ACTIVITY -
Retype nothing except the lines below from the one with "Target: light grey" through the one with "Target: short cropped", exactly, with images left out.

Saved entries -
++++
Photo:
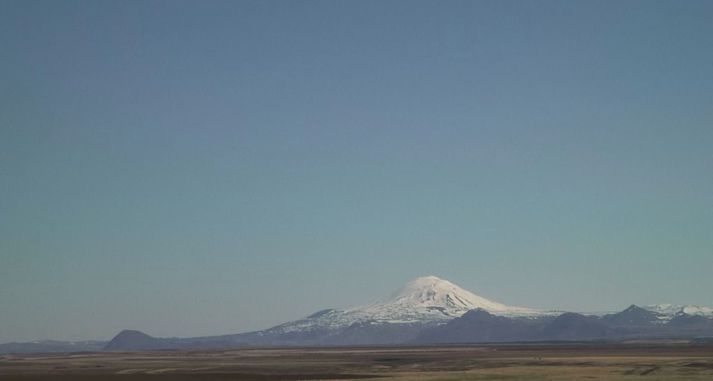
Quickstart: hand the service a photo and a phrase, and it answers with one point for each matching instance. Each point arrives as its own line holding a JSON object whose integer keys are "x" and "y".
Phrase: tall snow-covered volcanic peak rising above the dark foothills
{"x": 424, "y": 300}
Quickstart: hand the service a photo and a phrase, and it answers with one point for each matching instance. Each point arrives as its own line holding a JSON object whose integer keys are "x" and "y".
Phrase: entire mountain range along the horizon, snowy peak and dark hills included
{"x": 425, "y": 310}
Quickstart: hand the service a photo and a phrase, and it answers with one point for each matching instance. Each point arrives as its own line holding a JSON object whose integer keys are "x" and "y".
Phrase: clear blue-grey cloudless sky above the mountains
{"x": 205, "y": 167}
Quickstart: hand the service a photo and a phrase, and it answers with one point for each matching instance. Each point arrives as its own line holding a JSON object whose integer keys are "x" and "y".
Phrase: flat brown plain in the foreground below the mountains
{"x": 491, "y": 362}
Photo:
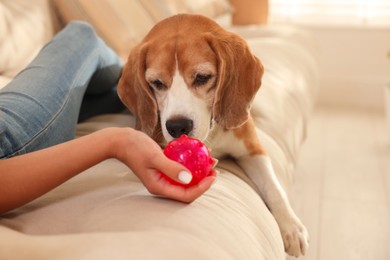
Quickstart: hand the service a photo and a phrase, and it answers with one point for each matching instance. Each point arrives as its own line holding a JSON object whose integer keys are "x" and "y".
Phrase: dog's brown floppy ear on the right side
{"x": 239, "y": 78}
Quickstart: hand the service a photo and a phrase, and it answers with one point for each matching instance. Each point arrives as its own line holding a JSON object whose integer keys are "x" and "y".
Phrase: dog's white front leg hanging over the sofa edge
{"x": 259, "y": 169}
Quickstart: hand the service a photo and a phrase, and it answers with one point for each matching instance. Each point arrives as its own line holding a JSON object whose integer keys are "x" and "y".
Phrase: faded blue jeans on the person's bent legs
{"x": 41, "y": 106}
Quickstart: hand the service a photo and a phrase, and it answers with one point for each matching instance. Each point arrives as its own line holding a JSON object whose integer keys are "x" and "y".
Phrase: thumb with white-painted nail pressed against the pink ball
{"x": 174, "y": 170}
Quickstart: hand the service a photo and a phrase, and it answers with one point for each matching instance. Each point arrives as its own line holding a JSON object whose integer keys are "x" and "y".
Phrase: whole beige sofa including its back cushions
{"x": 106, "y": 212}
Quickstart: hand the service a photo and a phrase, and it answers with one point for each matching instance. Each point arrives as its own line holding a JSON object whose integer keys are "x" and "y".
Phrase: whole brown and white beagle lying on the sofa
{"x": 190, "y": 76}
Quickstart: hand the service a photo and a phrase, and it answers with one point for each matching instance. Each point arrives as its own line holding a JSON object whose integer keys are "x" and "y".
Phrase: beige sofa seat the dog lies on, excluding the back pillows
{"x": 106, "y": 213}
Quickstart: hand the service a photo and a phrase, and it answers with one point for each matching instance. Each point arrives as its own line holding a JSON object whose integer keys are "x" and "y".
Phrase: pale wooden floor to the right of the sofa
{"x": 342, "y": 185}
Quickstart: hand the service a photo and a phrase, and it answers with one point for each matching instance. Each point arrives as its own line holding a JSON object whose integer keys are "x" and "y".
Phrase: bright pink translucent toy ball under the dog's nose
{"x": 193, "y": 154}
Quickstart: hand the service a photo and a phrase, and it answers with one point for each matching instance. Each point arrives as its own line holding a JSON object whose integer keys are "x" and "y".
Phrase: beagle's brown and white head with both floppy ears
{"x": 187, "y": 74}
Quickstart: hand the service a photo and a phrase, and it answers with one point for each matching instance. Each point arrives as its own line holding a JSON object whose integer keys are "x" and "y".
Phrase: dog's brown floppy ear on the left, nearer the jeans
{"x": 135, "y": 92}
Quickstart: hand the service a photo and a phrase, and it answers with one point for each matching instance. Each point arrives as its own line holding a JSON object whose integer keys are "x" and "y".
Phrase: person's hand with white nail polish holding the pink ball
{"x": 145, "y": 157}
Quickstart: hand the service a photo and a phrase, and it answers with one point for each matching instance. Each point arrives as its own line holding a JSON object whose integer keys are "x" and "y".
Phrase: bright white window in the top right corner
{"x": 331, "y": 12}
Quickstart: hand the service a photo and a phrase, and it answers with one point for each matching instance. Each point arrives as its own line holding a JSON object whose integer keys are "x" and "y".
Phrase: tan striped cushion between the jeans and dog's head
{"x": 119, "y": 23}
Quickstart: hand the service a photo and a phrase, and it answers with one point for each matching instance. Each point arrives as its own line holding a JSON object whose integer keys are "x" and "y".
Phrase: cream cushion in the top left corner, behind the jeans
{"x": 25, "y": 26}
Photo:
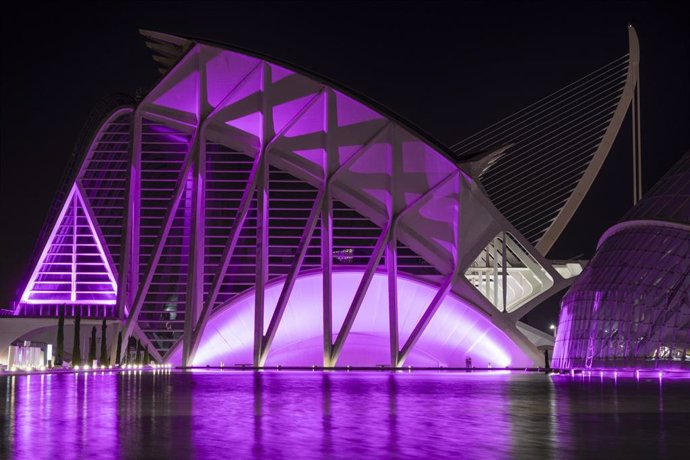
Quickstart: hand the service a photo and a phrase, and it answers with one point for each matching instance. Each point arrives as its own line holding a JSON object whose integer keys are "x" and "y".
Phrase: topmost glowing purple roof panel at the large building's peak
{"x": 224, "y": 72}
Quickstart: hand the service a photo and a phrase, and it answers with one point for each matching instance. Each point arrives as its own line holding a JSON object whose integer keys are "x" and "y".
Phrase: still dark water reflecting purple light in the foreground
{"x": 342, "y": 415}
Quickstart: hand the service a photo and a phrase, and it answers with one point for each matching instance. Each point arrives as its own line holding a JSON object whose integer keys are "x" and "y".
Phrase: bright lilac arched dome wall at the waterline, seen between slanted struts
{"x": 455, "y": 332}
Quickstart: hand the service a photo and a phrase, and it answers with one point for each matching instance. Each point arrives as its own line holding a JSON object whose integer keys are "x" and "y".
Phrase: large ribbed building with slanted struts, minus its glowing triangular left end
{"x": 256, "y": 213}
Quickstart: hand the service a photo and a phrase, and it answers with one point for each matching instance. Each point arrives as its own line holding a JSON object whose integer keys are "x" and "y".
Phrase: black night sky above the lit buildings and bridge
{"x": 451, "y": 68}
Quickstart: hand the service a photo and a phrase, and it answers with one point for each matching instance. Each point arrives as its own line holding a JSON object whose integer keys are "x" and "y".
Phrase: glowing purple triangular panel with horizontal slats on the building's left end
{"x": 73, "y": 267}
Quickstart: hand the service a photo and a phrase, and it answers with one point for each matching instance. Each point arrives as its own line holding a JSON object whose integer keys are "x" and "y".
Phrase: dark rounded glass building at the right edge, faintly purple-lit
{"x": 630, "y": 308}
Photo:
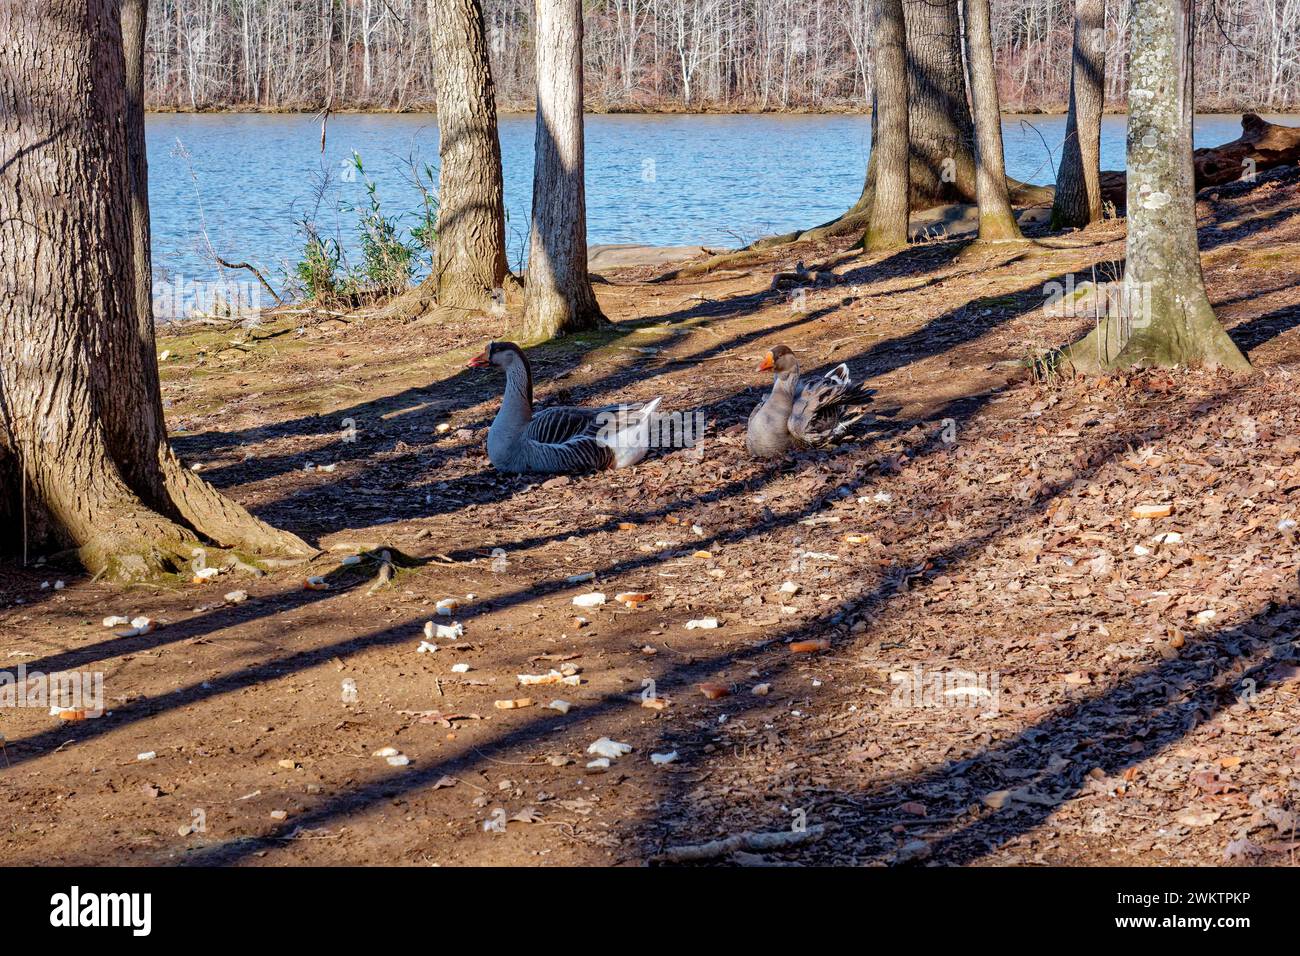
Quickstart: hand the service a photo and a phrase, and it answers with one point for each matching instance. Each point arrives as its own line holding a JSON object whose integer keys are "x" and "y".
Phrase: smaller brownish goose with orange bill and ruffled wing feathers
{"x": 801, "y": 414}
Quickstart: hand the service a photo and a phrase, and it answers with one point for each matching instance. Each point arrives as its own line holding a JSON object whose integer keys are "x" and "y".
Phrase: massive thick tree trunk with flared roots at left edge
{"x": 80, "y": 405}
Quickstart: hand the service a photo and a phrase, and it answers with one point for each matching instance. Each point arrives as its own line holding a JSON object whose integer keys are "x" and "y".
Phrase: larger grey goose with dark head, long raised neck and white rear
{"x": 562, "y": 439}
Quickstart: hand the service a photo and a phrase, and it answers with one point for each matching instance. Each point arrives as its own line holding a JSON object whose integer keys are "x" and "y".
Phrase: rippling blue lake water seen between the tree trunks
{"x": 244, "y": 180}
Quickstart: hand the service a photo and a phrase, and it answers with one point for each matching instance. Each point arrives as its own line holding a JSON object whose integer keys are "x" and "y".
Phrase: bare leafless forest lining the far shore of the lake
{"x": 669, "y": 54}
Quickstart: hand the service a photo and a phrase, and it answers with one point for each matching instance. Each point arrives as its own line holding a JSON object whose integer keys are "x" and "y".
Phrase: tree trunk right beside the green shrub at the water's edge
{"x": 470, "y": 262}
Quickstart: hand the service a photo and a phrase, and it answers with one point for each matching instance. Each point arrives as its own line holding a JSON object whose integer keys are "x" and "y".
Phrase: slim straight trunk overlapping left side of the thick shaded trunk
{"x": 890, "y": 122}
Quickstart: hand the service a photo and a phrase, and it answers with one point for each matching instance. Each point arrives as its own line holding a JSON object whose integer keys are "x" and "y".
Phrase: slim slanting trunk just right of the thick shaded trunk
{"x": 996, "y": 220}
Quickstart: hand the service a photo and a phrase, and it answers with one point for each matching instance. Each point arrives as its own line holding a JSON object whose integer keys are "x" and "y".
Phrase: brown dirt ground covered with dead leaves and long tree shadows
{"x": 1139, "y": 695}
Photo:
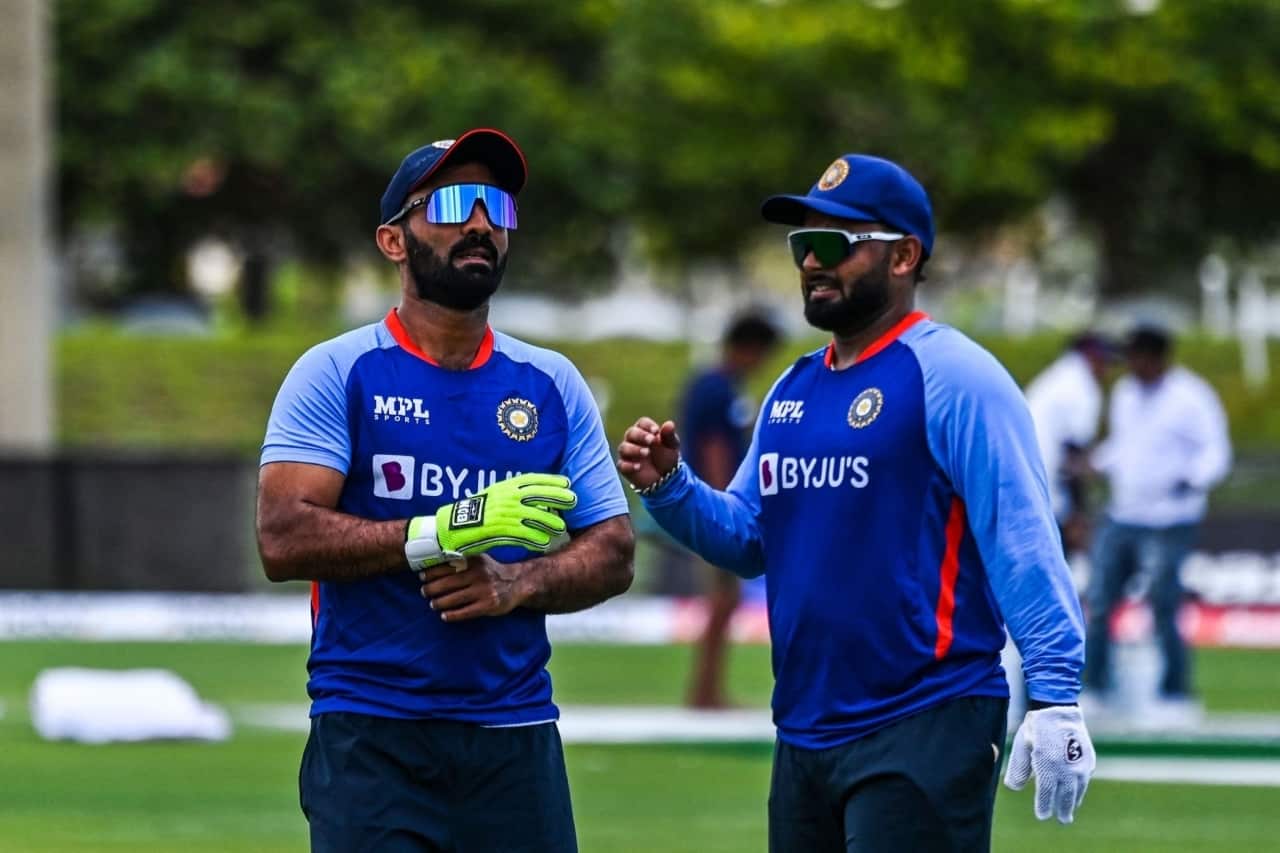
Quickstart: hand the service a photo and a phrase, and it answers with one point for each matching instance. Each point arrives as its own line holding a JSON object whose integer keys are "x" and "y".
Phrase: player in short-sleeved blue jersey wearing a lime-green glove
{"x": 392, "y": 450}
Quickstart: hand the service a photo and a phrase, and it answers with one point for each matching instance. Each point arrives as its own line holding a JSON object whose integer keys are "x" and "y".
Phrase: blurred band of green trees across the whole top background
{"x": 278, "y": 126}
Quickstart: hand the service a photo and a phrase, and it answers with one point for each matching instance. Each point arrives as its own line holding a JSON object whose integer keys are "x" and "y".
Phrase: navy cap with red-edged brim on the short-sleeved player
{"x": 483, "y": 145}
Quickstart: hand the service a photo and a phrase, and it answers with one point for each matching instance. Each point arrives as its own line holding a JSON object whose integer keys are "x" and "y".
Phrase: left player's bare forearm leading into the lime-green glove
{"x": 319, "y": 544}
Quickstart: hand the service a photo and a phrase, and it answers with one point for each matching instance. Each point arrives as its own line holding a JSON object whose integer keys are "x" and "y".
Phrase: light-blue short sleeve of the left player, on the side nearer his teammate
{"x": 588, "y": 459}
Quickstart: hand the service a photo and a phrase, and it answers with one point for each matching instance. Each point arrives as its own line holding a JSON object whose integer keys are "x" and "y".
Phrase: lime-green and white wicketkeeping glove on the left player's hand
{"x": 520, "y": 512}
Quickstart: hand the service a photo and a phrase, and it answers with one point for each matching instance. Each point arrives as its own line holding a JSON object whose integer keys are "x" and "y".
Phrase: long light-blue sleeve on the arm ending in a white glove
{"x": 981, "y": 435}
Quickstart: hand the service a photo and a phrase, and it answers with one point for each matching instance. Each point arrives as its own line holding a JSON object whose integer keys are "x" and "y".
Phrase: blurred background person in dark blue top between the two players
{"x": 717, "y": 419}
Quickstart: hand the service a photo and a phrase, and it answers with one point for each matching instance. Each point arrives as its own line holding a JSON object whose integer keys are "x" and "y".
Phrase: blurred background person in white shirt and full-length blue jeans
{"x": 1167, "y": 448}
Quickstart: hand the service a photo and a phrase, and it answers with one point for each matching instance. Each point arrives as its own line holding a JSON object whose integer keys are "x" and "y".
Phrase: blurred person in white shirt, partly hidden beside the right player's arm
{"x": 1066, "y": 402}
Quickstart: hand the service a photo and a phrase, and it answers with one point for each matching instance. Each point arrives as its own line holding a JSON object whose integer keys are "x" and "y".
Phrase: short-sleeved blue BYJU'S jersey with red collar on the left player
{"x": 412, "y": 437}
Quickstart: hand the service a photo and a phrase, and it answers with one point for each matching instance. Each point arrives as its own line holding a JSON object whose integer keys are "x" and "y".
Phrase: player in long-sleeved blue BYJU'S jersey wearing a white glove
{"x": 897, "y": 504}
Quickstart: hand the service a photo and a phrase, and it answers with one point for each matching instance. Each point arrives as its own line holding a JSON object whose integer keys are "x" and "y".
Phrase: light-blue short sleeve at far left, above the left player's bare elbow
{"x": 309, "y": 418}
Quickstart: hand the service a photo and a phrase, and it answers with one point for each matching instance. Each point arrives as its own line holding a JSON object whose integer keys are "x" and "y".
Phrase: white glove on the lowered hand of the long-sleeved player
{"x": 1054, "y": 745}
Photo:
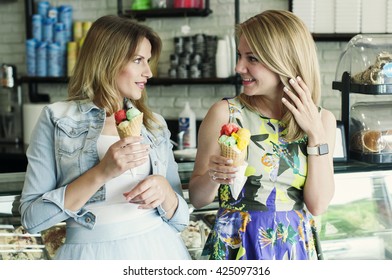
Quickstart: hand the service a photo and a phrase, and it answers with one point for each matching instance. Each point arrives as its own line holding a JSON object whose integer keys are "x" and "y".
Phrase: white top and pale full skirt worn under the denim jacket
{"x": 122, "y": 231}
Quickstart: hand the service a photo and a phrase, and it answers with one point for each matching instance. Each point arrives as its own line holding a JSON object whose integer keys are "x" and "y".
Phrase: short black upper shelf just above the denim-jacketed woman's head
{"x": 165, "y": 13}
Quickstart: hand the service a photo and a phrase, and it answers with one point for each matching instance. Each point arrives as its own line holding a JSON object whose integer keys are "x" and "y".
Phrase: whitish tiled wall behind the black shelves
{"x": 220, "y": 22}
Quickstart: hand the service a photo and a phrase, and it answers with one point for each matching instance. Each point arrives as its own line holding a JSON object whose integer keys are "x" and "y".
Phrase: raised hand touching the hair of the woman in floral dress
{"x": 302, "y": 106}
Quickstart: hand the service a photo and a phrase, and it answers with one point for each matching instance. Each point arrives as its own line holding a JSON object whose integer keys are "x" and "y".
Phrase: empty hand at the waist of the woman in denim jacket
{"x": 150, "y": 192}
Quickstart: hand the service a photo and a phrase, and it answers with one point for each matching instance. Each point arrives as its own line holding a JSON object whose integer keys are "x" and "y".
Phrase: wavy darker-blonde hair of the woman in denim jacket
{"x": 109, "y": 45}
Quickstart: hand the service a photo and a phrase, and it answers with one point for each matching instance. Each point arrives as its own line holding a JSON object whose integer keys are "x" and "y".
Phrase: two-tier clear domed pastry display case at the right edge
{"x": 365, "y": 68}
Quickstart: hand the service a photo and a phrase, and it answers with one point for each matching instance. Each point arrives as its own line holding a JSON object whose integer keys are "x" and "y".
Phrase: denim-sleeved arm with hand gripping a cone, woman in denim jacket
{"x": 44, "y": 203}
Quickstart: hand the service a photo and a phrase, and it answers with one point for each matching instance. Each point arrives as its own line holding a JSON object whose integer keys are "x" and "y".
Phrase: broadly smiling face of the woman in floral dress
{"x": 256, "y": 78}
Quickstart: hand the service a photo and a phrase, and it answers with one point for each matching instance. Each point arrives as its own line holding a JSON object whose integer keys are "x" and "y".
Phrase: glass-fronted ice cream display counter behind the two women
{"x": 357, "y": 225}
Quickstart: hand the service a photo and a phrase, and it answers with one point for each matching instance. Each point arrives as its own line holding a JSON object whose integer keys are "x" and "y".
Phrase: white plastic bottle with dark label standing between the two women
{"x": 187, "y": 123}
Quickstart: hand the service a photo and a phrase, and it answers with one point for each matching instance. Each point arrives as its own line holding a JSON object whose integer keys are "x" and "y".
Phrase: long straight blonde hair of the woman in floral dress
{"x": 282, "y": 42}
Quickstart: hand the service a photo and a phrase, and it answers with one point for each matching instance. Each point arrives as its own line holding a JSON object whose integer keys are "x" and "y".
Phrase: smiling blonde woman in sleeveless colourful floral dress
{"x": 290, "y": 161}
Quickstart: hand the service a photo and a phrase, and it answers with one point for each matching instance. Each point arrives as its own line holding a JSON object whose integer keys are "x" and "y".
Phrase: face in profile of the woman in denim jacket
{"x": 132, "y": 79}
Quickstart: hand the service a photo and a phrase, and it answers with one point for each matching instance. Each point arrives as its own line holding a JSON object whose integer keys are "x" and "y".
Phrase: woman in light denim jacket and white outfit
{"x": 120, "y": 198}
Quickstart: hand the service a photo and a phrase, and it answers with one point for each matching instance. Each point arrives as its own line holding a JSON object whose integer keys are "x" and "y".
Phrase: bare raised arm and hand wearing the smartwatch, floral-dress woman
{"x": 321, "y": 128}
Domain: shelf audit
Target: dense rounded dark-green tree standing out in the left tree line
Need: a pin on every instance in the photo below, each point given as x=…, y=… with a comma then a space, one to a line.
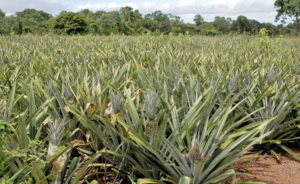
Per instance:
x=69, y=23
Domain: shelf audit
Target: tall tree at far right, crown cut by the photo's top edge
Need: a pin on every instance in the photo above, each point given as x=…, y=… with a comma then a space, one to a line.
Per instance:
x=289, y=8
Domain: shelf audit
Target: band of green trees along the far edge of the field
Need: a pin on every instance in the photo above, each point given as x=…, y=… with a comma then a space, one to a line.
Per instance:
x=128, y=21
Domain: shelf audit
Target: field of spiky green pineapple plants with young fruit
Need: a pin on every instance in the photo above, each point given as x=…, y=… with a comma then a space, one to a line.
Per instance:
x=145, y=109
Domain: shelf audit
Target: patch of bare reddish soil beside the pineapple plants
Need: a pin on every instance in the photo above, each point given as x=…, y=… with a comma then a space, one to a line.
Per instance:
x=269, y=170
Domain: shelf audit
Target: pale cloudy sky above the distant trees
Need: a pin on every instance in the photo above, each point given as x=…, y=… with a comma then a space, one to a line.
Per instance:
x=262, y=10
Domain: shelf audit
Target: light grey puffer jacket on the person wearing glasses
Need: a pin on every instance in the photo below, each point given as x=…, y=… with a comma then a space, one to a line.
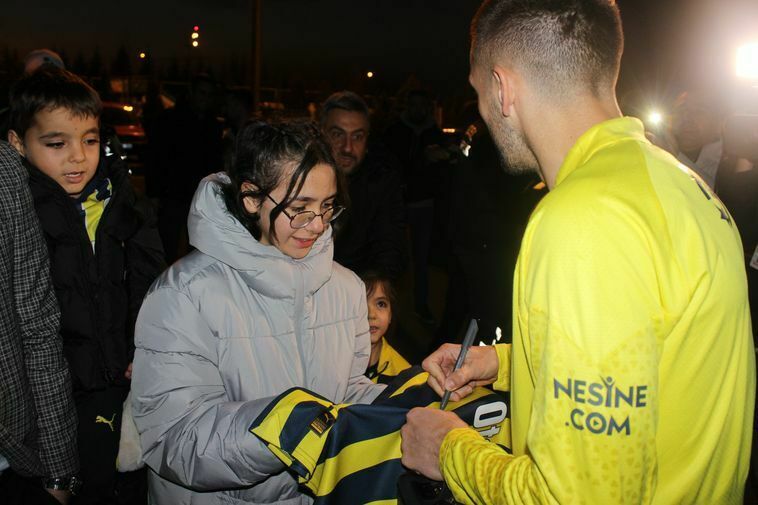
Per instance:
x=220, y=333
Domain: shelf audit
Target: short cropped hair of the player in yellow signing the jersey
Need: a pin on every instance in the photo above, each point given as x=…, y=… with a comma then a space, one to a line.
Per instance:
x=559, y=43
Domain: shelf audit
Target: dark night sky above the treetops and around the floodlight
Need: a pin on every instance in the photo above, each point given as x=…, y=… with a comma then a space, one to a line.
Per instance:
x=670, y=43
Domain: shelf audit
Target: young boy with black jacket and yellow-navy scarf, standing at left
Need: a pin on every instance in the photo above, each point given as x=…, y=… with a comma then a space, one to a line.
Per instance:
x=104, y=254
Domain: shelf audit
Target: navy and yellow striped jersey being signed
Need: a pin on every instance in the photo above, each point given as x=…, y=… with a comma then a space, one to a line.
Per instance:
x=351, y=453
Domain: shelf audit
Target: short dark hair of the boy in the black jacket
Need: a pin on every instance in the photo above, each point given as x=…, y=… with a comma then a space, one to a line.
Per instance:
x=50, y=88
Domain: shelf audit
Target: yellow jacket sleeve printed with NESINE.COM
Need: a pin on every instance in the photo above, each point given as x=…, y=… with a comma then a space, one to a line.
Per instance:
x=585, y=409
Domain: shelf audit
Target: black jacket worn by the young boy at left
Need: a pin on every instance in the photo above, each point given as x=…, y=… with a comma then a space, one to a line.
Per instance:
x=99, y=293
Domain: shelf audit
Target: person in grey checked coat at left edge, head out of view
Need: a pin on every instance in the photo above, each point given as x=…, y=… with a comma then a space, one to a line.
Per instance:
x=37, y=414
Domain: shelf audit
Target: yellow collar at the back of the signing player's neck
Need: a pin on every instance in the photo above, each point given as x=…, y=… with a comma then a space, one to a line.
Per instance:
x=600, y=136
++++
TASK ANSWER -
Target: light grey puffer jacket on the person wearing glasses
Need: a pin on every instance in the photo below, each point given as x=…, y=… with a comma then a space, one to a line.
Per instance:
x=220, y=333
Domain: shelf audit
Target: short cropped hair of the player in yellow signing the jersey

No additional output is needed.